[Start ENTRIES SUPPLIED]

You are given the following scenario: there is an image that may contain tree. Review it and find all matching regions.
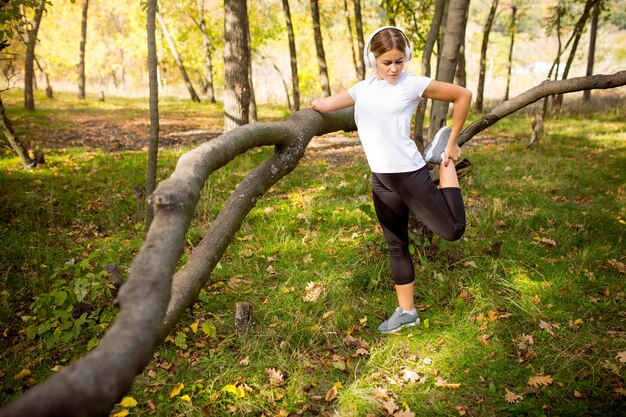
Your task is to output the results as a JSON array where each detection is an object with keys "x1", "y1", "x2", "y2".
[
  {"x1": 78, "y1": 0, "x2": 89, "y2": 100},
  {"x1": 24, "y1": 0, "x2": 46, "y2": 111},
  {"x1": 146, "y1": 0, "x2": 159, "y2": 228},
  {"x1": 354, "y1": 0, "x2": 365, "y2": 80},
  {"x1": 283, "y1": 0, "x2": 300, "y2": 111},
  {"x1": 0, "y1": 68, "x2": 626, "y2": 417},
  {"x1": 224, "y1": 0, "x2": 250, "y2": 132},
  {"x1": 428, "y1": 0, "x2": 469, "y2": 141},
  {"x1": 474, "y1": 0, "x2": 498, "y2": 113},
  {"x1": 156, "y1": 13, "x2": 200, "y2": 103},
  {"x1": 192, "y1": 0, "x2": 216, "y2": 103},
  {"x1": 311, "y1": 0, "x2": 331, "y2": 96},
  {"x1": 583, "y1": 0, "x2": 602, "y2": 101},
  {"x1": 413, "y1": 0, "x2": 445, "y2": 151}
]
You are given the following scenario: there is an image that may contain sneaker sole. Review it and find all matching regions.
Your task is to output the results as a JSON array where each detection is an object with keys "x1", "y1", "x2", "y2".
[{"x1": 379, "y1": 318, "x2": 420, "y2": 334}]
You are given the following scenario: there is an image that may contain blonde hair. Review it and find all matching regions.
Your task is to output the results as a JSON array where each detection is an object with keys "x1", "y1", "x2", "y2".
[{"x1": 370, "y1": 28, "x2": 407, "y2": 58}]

[End ENTRIES SUPPLIED]

== DO THIS ==
Reproduce every one of these lines verbatim, omitting the pictures from your answer.

== THE RESPONSE ==
You are given the following scenario: there is an image that may contain tree. Review it and find all matching regions.
Your task is to output the results as a JSON array where each detection is an object with keys "x1", "y1", "x2", "y2".
[
  {"x1": 78, "y1": 0, "x2": 89, "y2": 100},
  {"x1": 24, "y1": 0, "x2": 46, "y2": 111},
  {"x1": 146, "y1": 0, "x2": 159, "y2": 228},
  {"x1": 354, "y1": 0, "x2": 365, "y2": 80},
  {"x1": 283, "y1": 0, "x2": 300, "y2": 111},
  {"x1": 0, "y1": 68, "x2": 626, "y2": 417},
  {"x1": 224, "y1": 0, "x2": 250, "y2": 132},
  {"x1": 428, "y1": 0, "x2": 469, "y2": 141},
  {"x1": 474, "y1": 0, "x2": 498, "y2": 113},
  {"x1": 156, "y1": 13, "x2": 200, "y2": 103},
  {"x1": 192, "y1": 0, "x2": 216, "y2": 103},
  {"x1": 311, "y1": 0, "x2": 331, "y2": 96},
  {"x1": 583, "y1": 0, "x2": 602, "y2": 101},
  {"x1": 413, "y1": 0, "x2": 445, "y2": 151}
]
You are given the following scenario: there is an image that may contain sneaker sole. Review it and find all matching regions.
Your task is to output the results as a JSON array where each detection is an object with keys "x1", "y1", "x2", "y2".
[{"x1": 379, "y1": 318, "x2": 420, "y2": 334}]
You are given the following scenario: there is an image that may contain blonde hair. Review it and find all matching regions.
Your task is to output the results as a JSON array where each detection is an object with keys "x1", "y1", "x2", "y2".
[{"x1": 370, "y1": 28, "x2": 407, "y2": 58}]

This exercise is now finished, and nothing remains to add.